* [Exercise task]
Every line below should be repeated exactly.

* [Records for this exercise]
================================

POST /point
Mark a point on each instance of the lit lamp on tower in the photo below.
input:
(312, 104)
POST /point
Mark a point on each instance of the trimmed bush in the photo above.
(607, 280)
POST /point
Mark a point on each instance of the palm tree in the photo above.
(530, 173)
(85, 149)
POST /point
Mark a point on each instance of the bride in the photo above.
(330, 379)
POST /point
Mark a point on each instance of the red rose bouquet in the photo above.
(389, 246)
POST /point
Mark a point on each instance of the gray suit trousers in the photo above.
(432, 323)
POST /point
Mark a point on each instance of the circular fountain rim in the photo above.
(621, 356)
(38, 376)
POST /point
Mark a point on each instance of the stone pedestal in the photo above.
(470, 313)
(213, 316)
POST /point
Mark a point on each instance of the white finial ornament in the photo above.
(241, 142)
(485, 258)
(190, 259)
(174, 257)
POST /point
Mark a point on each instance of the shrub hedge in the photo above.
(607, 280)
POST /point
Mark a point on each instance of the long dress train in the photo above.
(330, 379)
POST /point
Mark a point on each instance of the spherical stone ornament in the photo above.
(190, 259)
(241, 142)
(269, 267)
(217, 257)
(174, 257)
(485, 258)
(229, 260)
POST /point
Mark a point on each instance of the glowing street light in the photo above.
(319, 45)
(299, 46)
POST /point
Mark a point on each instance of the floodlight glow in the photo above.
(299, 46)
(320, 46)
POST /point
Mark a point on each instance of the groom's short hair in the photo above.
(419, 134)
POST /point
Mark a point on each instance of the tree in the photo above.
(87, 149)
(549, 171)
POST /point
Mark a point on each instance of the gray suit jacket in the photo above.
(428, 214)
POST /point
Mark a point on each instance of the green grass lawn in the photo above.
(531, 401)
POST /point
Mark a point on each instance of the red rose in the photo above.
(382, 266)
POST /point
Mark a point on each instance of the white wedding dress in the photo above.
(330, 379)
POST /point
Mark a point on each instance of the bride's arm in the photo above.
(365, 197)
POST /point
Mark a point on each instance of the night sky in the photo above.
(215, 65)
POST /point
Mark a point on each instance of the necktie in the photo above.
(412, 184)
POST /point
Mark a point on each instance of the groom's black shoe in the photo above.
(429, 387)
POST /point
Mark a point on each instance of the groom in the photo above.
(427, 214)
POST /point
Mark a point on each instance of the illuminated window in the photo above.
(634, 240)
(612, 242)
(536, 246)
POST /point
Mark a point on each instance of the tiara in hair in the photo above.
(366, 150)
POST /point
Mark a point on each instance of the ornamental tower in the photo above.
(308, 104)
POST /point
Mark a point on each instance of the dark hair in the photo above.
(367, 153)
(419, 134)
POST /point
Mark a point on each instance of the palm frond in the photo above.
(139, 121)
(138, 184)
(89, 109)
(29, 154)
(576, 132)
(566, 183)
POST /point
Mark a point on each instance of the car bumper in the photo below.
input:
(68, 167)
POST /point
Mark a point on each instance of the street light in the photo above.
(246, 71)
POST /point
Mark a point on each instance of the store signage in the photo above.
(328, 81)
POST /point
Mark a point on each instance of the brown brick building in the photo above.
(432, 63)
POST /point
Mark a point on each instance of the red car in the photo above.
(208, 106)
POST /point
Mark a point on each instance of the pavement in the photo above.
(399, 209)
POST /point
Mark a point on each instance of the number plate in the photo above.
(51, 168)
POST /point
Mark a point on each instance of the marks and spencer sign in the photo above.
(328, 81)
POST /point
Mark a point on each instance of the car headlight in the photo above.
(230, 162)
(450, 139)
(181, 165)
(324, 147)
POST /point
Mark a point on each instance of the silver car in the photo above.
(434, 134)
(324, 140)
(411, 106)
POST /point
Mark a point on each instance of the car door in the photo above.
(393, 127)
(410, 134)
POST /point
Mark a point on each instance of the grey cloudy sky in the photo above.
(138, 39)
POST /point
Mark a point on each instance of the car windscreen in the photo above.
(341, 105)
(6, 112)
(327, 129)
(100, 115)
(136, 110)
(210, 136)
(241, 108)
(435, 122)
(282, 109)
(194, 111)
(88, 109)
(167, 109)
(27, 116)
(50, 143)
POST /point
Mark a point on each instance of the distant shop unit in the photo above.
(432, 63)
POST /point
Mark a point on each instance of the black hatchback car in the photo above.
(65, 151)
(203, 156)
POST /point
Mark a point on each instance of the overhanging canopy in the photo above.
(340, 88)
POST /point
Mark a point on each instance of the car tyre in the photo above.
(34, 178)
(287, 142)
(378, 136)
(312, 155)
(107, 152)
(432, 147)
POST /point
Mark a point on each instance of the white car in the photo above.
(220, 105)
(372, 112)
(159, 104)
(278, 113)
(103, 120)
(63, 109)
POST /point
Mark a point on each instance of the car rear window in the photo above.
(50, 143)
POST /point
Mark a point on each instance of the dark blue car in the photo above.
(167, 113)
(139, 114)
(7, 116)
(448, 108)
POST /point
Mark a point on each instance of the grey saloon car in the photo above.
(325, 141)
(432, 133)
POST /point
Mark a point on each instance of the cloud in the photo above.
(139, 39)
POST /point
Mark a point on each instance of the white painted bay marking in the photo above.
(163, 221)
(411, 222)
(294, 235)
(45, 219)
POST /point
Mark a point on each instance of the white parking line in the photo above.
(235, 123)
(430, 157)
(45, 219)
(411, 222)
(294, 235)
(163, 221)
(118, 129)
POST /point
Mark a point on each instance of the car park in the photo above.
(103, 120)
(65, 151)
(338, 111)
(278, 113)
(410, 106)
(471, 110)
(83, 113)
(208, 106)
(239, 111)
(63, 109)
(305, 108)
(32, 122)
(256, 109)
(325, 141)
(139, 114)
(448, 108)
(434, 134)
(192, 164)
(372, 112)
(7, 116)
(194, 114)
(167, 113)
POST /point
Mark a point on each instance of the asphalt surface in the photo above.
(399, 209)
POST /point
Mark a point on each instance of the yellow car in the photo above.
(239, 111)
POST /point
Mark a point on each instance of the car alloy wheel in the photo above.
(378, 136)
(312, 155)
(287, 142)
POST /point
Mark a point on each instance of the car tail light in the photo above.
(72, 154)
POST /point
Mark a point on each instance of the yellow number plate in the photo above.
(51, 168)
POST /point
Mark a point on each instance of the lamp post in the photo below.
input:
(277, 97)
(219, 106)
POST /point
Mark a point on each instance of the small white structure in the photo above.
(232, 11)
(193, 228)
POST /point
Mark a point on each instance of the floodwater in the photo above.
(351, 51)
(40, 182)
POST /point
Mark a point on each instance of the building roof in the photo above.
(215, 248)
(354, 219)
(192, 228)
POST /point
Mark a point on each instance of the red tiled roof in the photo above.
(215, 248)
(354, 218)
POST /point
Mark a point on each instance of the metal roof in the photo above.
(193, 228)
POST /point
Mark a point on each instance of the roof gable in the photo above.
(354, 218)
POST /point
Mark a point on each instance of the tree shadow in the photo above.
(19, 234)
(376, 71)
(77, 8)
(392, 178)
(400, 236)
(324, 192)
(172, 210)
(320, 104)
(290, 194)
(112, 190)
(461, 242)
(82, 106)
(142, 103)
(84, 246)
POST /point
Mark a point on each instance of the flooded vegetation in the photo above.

================================

* [Answer in full]
POST /point
Mark a point on each instance of the lit lamp on tower in the photo below.
input:
(312, 104)
POST /point
Mark a point on each instance of the trimmed bush in the photo above.
(607, 280)
POST /point
Mark a point on each instance of the palm tree in the photo above.
(530, 173)
(85, 149)
POST /point
Mark a point on each instance of the bride in the photo above.
(330, 379)
POST /point
Mark a point on each instance of the red rose bouquet in the photo above.
(389, 246)
POST /point
Mark a point on each instance of the gray suit trousers in the photo above.
(432, 323)
POST /point
Mark a point on each instance of the circular fountain rim in the photo above.
(621, 356)
(38, 376)
POST /point
Mark a point on each instance of the stone pedestal in the photo above.
(470, 313)
(213, 316)
POST /point
Mark a point on each instance of the white finial ornament in the photo above.
(241, 142)
(485, 258)
(190, 259)
(174, 257)
POST /point
Mark a point on each instance of the shrub hedge in the photo above.
(607, 280)
POST /point
Mark a point on each instance of the long dress train in the photo above.
(330, 379)
POST /point
Mark a point on each instance of the spherical stone ornament in the photo above.
(190, 259)
(241, 142)
(269, 267)
(217, 257)
(174, 257)
(485, 258)
(229, 260)
POST /point
Mark a point on each instance of the glowing street light in the photo above.
(319, 45)
(299, 46)
POST /point
Mark a point on each instance of the floodlight glow in the photo above.
(299, 46)
(320, 46)
POST /point
Mark a point on each instance of the groom's short hair in the photo above.
(419, 134)
POST /point
Mark a point on each instance of the tree in the photo above.
(87, 149)
(549, 171)
POST /point
Mark a point on each instance of the gray suit jacket in the photo above.
(428, 214)
POST /point
Mark a point on each instance of the green grass lawn in the photo above.
(531, 401)
POST /point
Mark a point on each instance of the red rose in the photo above.
(382, 266)
POST /point
Mark a point on each instance of the white wedding dress in the photo above.
(330, 379)
POST /point
Mark a point on each instance of the bride's arm in the photo above.
(365, 197)
POST /point
Mark a point on each instance of the night sky in the photo above.
(215, 65)
POST /point
Mark a point on each instance of the necktie in the photo above.
(412, 184)
POST /point
Mark a point on each instance of the groom's black shoe in the photo above.
(429, 387)
POST /point
Mark a point on each instance of the groom in the photo above.
(427, 214)
POST /point
Mark a point on each instance of the illuminated window in the photo above.
(634, 240)
(612, 242)
(536, 246)
POST /point
Mark a point on each instance of the tiara in hair in the photo above.
(366, 150)
POST /point
Mark a point on each instance of the ornamental tower in the photo above.
(308, 104)
POST /point
Mark a point on each instance of the dark hair in the photo above.
(367, 153)
(419, 134)
POST /point
Mark a point on each instance of the palm frond in the photo above.
(139, 121)
(138, 184)
(89, 109)
(29, 154)
(576, 132)
(566, 183)
POST /point
Mark a point on each instance of the car bumper in the photo below.
input:
(68, 167)
POST /point
Mark a point on each instance of the street light in the photo above.
(246, 71)
POST /point
Mark a point on each instance of the store signage in the photo above.
(328, 81)
POST /point
Mark a point on each instance of the brown brick building in the photo above.
(432, 63)
POST /point
Mark a point on each instance of the red car in the photo above.
(208, 106)
POST /point
Mark a point on each instance of the pavement in the photo above.
(399, 209)
POST /point
Mark a point on each instance of the number plate in the photo above.
(51, 168)
POST /point
Mark a point on each instance of the marks and spencer sign in the photo above.
(328, 81)
POST /point
Mark a point on each instance of the car headlight in the photo above.
(230, 162)
(450, 139)
(181, 165)
(324, 147)
POST /point
Mark a point on each instance of the silver car in the photo above.
(434, 134)
(324, 140)
(411, 106)
POST /point
Mark a point on each instance of the car door in the photo above.
(393, 127)
(410, 134)
POST /point
Mark a point on each instance of the grey cloudy sky in the photo above.
(138, 39)
POST /point
Mark a point on each instance of the car windscreen in the photo above.
(341, 105)
(6, 112)
(327, 129)
(100, 115)
(136, 110)
(210, 136)
(241, 108)
(435, 122)
(282, 109)
(194, 111)
(88, 109)
(167, 109)
(27, 116)
(50, 143)
POST /point
Mark a point on each instance of the distant shop unit in the photo above.
(432, 63)
POST /point
Mark a point on each instance of the black hatchback car in the photo above.
(65, 151)
(203, 156)
POST /point
Mark a point on each instance of the overhanging canopy in the photo above.
(340, 88)
POST /point
Mark a point on each instance of the car tyre in the photo above.
(34, 178)
(287, 142)
(378, 136)
(312, 155)
(107, 152)
(432, 147)
POST /point
Mark a point on each instance of the white car in the photo above.
(220, 105)
(372, 112)
(159, 104)
(278, 113)
(103, 120)
(63, 109)
POST /point
Mark a point on each instance of the car rear window in the photo above.
(50, 143)
POST /point
Mark a point on each instance of the dark blue car in the photo above.
(167, 113)
(139, 114)
(7, 116)
(448, 108)
POST /point
Mark a point on each instance of the grey saloon car in the photo above.
(325, 141)
(432, 133)
POST /point
Mark a point on each instance of the cloud in the photo above.
(139, 39)
POST /point
Mark a point on each instance of the white painted bay marking in the photo above.
(163, 221)
(411, 222)
(294, 235)
(45, 219)
POST /point
Mark a point on each instance of the white parking line in the photo above.
(235, 123)
(430, 157)
(45, 219)
(411, 222)
(294, 235)
(163, 221)
(118, 129)
POST /point
Mark a point on each instance of the car park in the photo above.
(103, 120)
(65, 151)
(338, 111)
(278, 113)
(410, 106)
(471, 110)
(83, 113)
(208, 106)
(239, 111)
(63, 109)
(305, 108)
(32, 122)
(256, 109)
(325, 141)
(139, 114)
(448, 108)
(434, 134)
(192, 164)
(372, 112)
(7, 116)
(194, 114)
(167, 113)
POST /point
Mark a point on each instance of the asphalt surface in the photo above.
(399, 209)
POST /point
Mark a point on each instance of the yellow car in the photo above.
(239, 111)
POST /point
Mark a point on each instance of the car alloy wheel in the photo above.
(378, 136)
(312, 155)
(287, 142)
POST /point
Mark a point on each instance of the car tail light in the photo above.
(72, 154)
POST /point
Mark a point on each instance of the yellow number plate in the photo above.
(51, 168)
POST /point
Mark a point on each instance of the lamp post in the photo below.
input:
(277, 97)
(219, 106)
POST /point
Mark a point on each instance of the small white structure in the photo above.
(232, 11)
(193, 228)
POST /point
Mark a point on each instance of the floodwater in the photo above.
(351, 51)
(40, 182)
POST /point
Mark a point on each instance of the building roof in the photo above.
(215, 248)
(354, 219)
(192, 228)
POST /point
Mark a point on each instance of the red tiled roof in the photo above.
(215, 248)
(354, 218)
POST /point
Mark a point on each instance of the metal roof in the photo above.
(193, 228)
POST /point
Mark a point on each instance of the roof gable in the photo above.
(354, 218)
POST /point
Mark a point on each instance of the tree shadow in the photo above.
(19, 234)
(376, 71)
(77, 8)
(392, 178)
(400, 236)
(324, 192)
(172, 210)
(320, 104)
(290, 194)
(112, 190)
(461, 242)
(82, 106)
(142, 103)
(84, 246)
POST /point
Mark a point on each instance of the flooded vegetation in the photo above.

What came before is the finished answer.